#### Work instructions
From the data that follows, print exactly the lines starting at the one containing "box: [129, 94, 154, 114]" and ending at the one containing "box: [350, 277, 377, 293]"; include both of them and nothing more.
-- Dataset excerpts follows --
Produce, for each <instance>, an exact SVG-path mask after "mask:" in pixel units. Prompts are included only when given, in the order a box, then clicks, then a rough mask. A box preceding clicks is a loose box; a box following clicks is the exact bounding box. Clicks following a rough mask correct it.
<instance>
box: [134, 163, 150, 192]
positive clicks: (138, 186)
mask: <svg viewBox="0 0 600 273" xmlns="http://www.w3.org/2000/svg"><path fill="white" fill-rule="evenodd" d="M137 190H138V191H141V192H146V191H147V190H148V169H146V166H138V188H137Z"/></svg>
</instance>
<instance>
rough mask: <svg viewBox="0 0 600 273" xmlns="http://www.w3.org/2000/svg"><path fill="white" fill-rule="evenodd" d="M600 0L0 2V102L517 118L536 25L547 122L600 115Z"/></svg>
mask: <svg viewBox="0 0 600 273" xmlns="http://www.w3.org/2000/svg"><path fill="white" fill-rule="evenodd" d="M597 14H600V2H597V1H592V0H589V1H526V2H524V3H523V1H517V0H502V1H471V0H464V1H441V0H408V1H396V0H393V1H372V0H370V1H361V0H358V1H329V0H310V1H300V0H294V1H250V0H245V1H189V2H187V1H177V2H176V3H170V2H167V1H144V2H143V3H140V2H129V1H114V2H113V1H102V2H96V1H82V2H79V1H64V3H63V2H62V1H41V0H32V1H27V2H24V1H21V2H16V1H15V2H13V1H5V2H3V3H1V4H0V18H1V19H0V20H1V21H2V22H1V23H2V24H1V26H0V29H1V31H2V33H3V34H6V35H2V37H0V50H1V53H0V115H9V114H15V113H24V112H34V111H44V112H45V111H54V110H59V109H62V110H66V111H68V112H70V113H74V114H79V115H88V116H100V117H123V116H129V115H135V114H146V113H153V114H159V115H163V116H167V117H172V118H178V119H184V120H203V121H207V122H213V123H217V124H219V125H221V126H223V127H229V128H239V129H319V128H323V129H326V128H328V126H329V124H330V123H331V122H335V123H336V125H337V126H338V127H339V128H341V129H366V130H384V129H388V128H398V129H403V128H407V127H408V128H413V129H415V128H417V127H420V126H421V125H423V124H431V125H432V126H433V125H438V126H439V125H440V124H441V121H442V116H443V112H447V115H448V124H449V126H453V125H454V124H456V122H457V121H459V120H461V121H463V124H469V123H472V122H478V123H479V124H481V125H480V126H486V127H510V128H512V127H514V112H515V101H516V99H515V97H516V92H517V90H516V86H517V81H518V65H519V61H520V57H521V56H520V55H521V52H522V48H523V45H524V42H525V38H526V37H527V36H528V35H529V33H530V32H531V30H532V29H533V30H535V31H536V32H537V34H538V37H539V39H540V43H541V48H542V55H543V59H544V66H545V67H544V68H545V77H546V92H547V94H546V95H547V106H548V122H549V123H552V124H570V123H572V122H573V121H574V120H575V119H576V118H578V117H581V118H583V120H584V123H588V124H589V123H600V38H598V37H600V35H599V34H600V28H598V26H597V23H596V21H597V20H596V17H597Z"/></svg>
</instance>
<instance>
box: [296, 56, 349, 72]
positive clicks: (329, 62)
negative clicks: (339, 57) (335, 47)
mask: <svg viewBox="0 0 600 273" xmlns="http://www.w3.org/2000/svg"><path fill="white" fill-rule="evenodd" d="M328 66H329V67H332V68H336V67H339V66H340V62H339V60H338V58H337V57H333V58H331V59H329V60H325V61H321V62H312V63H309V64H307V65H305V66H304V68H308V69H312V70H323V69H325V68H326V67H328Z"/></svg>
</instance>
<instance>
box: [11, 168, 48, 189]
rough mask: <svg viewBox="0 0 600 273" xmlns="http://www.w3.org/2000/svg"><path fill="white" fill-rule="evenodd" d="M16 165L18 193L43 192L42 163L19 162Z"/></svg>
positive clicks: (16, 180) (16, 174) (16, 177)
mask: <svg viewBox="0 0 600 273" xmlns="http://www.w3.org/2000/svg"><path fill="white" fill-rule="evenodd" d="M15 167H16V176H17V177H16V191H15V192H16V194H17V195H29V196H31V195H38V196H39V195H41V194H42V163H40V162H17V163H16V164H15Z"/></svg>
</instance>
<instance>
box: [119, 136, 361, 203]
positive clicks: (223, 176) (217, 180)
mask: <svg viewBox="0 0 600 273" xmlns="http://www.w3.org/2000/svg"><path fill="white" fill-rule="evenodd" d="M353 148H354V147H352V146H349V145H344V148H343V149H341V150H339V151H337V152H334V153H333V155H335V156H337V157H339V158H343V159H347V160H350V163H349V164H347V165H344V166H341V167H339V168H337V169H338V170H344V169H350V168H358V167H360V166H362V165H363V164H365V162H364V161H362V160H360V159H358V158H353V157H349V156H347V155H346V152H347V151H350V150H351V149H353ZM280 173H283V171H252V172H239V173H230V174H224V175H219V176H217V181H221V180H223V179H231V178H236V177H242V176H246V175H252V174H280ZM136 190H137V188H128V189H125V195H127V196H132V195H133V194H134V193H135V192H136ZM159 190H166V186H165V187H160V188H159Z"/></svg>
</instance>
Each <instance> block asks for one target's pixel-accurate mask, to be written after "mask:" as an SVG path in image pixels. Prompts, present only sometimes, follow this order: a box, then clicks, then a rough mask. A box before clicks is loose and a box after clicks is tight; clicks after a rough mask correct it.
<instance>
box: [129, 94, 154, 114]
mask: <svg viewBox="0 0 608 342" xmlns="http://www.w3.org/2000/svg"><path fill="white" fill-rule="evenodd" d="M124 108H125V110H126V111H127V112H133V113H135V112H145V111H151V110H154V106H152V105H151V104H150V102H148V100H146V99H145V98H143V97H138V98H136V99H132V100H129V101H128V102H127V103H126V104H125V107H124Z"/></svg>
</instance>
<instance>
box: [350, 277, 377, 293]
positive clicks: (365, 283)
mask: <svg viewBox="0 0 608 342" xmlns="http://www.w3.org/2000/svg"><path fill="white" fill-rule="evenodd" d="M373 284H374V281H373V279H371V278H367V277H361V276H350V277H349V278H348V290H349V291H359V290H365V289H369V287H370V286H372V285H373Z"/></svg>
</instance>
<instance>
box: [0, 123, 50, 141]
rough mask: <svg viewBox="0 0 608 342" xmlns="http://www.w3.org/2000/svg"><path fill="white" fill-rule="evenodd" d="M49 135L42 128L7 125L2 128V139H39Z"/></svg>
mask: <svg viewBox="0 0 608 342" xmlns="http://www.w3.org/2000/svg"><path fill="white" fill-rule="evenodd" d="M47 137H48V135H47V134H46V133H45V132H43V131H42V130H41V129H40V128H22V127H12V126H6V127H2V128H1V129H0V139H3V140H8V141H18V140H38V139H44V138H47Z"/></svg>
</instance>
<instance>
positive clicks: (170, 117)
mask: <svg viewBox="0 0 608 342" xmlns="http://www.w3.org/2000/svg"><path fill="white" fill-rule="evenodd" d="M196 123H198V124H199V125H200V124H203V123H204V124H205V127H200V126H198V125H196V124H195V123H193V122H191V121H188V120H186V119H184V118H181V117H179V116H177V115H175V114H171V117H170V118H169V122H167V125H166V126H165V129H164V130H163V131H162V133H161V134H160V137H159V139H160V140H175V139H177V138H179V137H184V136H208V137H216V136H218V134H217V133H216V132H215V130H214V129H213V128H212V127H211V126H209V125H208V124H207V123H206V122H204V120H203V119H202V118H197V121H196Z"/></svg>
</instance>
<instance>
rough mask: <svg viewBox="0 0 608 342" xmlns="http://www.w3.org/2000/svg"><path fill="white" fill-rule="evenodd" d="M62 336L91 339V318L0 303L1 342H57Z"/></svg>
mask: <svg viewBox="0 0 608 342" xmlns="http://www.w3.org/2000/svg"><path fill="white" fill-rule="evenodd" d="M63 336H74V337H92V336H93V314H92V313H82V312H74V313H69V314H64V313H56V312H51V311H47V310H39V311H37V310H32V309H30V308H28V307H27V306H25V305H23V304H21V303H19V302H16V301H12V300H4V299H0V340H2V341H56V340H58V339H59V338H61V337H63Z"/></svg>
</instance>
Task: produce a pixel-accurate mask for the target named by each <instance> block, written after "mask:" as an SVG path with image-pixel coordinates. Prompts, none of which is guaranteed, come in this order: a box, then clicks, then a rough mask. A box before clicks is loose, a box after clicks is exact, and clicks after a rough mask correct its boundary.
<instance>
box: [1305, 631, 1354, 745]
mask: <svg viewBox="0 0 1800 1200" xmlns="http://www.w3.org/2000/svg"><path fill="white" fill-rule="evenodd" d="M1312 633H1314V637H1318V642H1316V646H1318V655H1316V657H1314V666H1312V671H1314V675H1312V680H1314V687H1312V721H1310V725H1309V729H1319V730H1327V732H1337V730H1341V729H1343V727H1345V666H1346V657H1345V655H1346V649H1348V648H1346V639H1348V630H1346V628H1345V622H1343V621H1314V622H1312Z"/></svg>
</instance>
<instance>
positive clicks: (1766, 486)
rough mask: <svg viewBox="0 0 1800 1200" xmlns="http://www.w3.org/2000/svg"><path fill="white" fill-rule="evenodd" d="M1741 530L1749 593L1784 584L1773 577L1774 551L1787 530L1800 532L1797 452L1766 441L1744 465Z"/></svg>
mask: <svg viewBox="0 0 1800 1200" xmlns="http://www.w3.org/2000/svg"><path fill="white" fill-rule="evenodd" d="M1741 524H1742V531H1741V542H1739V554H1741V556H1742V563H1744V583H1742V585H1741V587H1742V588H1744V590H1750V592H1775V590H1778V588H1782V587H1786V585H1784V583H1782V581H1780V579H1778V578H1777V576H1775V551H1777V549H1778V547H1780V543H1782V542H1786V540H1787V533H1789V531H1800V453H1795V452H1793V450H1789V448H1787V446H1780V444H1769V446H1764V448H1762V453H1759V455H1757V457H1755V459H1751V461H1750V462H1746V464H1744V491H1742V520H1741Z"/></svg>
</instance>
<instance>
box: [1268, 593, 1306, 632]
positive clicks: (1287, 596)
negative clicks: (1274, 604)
-- Dataset excerpts concluded --
#### Final answer
box: [129, 94, 154, 114]
mask: <svg viewBox="0 0 608 342" xmlns="http://www.w3.org/2000/svg"><path fill="white" fill-rule="evenodd" d="M124 108H125V110H126V111H127V112H133V113H135V112H145V111H151V110H154V106H152V105H151V104H150V102H148V100H146V99H145V98H143V97H138V98H136V99H132V100H129V101H128V102H127V103H126V104H125V107H124Z"/></svg>
</instance>
<instance>
box: [350, 277, 377, 293]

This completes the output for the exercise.